*** Opening of SUPPLIED RECORDS ***
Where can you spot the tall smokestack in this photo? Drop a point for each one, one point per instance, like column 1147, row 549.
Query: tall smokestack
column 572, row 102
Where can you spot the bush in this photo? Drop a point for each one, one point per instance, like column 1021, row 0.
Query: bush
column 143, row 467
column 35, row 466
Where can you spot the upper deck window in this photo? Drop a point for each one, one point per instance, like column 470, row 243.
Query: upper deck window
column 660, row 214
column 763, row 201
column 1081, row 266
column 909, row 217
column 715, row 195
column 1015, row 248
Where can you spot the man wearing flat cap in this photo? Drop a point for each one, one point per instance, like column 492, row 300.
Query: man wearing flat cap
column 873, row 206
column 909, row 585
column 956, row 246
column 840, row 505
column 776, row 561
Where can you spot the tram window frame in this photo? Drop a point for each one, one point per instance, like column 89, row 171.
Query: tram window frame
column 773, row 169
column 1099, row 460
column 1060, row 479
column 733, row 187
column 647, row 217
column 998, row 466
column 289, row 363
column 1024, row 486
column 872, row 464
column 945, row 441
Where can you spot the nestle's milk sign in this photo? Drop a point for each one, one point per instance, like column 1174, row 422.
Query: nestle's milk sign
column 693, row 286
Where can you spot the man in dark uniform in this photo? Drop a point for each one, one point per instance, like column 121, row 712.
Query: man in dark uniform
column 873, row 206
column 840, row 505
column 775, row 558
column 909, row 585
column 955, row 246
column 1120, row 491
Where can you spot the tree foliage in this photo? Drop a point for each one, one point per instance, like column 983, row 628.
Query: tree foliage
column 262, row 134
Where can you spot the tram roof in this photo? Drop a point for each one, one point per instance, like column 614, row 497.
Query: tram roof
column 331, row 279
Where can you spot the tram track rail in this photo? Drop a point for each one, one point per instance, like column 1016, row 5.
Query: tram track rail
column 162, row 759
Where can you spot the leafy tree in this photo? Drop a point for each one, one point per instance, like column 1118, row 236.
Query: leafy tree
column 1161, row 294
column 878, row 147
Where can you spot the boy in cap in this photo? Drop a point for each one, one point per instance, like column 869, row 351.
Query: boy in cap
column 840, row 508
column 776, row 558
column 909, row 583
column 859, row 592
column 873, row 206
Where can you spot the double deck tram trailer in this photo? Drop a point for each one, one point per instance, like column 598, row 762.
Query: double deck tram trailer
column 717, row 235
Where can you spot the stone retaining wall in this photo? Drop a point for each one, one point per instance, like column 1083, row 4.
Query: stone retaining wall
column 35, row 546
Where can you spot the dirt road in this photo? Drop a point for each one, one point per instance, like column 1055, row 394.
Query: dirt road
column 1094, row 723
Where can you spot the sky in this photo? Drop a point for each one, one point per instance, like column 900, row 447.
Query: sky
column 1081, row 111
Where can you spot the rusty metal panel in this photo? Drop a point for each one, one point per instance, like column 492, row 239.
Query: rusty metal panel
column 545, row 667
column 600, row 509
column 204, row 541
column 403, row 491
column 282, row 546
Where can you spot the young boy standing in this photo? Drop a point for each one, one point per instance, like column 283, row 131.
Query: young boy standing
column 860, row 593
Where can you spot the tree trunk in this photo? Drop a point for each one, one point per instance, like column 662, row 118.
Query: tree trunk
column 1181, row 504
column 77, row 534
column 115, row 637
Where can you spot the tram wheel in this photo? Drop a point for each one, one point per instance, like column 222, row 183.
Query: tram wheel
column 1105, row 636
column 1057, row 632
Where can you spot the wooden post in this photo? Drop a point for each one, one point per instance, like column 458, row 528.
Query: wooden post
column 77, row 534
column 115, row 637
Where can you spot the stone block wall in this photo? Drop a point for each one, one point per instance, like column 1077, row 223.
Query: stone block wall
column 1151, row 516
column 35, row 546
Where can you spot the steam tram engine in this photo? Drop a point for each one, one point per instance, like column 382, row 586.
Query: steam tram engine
*** Close of SUPPLIED RECORDS ***
= TASK OBJECTIVE =
Write out every entry again, exactly as it appears.

= YOUR SOLUTION =
Where can you spot the tall smokestack in this photo? Drop a point for each one, one point per instance, like column 1147, row 549.
Query: tall smokestack
column 572, row 102
Where can you spot the bush in this photo? Drop a point for each one, one point per instance, like column 1021, row 0.
Query: bush
column 143, row 467
column 35, row 466
Where can you spot the upper deck window in this photo? Drop a point for each one, one point per instance, like column 470, row 243.
Query: upper deck window
column 660, row 214
column 763, row 201
column 1081, row 266
column 909, row 217
column 715, row 195
column 1015, row 248
Where can you spot the man wearing flat cap in this photo? Drop a point for each one, one point per instance, like column 492, row 300.
Query: man wearing flat cap
column 873, row 206
column 909, row 585
column 956, row 246
column 840, row 505
column 776, row 561
Where can you spot the tram window frame in this photo? Drop a point for each one, one point per instance, like column 89, row 171.
Query: tram window frame
column 773, row 169
column 1099, row 460
column 1060, row 479
column 733, row 187
column 647, row 217
column 998, row 466
column 289, row 363
column 1024, row 486
column 872, row 464
column 945, row 441
Where can you spot the nestle's milk sign in this photo? Drop a point for each one, one point per instance, like column 1174, row 422.
Query: nestle's milk sign
column 693, row 286
Where can you spot the man in dark uniform in this photo? Drop a point for each one, one point per instance, like column 121, row 712.
Query: man in dark uniform
column 873, row 206
column 840, row 505
column 775, row 558
column 909, row 585
column 955, row 246
column 1120, row 491
Where can you spot the tree foliage in this photo? Drop a point for each one, one point per instance, like column 983, row 628.
Query: tree foliage
column 262, row 134
Where can you spot the tram roof in this photo? Drop a point for each one, one point per instance, like column 614, row 497.
Query: tram roof
column 331, row 279
Where can you spot the tram track rail in this photo? Drop a point for each one, one point per instance, like column 1016, row 5.
Query: tram track rail
column 162, row 759
Where can you spot the leafy tree in this photo? Drop a point for each one, one point per instance, like column 1118, row 236.
Query: leafy tree
column 1161, row 294
column 878, row 147
Where can you spot the boy in cap in this photo? Drop a point for each one, one point per instance, like column 869, row 351.
Query: boy in cap
column 840, row 508
column 776, row 558
column 909, row 583
column 859, row 592
column 873, row 206
Where can you spot the double deck tram trailer in this photo? Drop a point for each one, one point per instance, like column 598, row 762.
Query: double deck tram trailer
column 717, row 235
Where can you spot the stone retaining wall in this photo? Drop a point for each one, one point per instance, like column 1083, row 4.
Query: stone retaining wall
column 35, row 546
Where can you spot the dirt road in this photo? Drop a point for each one, one point per instance, like column 1055, row 394.
Query: dirt road
column 1094, row 723
Where can you spot the sky in this photo? Drop a point for each one, one point per instance, like column 900, row 447.
Query: sky
column 1081, row 111
Where can you spot the rusty metal panel in this photo? Drop a point for each one, one point per instance, like column 492, row 239.
Query: rusty metal panel
column 545, row 667
column 600, row 509
column 204, row 541
column 403, row 491
column 282, row 546
Where can you spot the young boy standing in this photo? Drop a point for each one, one point per instance, like column 283, row 131.
Query: young boy standing
column 860, row 593
Where can you spot the tree trunk in this photo? Drop a point for each one, one point per instance, like column 662, row 118.
Query: tree trunk
column 1181, row 504
column 77, row 534
column 115, row 637
Where can you spot the tram wheel in this photo? Drop a point for each one, one point per instance, like column 222, row 183.
Query: tram wheel
column 1105, row 636
column 1057, row 632
Where can you spot the wooden post in this photo? Drop a point for each one, one point per instance, like column 458, row 528.
Query: wooden post
column 77, row 534
column 115, row 637
Where can you spot the stone block wall in this photo? Drop a point for each one, one point per instance, like column 1077, row 223.
Query: stone block wall
column 1151, row 516
column 35, row 546
Where can you spot the steam tram engine in this photo? Drop a point for each one, one point per instance, like column 382, row 586.
Query: steam tram engine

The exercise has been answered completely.